SELECTION:
* * * * * * *

You could say the setup allows Brad and Kate some very vaguely Dickensian glimpses of their pasts, their possible futures and a present they hadn’t recognized, and is therefore archetypal. It would be generous of you to say that. And generosity is central to the spirit of Christmas, so way to go, you.

Otherwise, like a frenzied, overbooked holiday shopper, Four Christmases has a lot to accomplish. Maybe that’s why it has four screenwriters. Yes, that does work out to one per Christmas, but it’s hard to know from the final result if they were so deployed. What’s less hard to know is that director Seth Gordon (The King of Kong) doesn’t fuss much over development or coherence, preferring instead to let the actors flaunt their respective charms and simply see what sticks. Or, well, the lead actors, anyway: Everyone in that great quartet of parents—plus Dwight Yoakam as Steenburgen’s new squeeze, the preacher/MC of the aforementioned megachurch—seems underused.

* * * * * * *

BRIEF 1: Quote the passage of the Four Christmases review between "You could say" and "to go, you.", inclusive.
BRIEF 2: According to the Four Christmases review, how many screenwriters worked on the film?
BRIEF 3: Name every person or character mentioned by name in the Four Christmases review.

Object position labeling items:

* * * * * * *

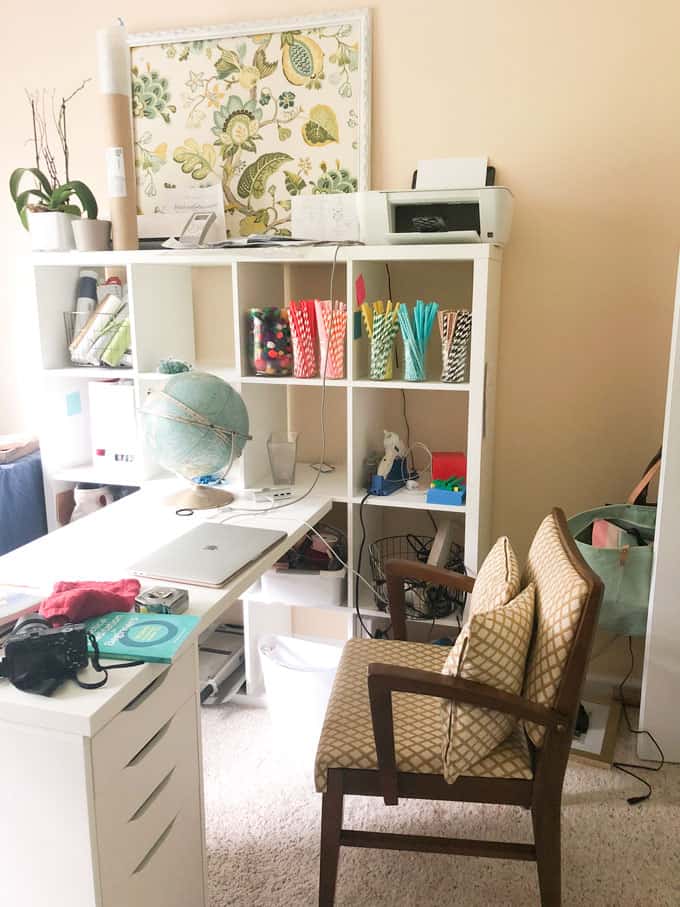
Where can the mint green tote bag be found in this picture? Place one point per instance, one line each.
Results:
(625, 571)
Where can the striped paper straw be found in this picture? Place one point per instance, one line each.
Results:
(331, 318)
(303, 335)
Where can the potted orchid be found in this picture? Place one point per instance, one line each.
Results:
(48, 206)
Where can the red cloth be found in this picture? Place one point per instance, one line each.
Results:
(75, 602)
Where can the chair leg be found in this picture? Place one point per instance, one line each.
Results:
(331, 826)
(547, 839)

* * * * * * *

TASK RESPONSE 1:
You could say the setup allows Brad and Kate some very vaguely Dickensian glimpses of their pasts, their possible futures and a present they hadn’t recognized, and is therefore archetypal. It would be generous of you to say that. And generosity is central to the spirit of Christmas, so way to go, you.

TASK RESPONSE 2: Four.

TASK RESPONSE 3: Brad, Kate, Seth Gordon, Dwight Yoakam, Steenburgen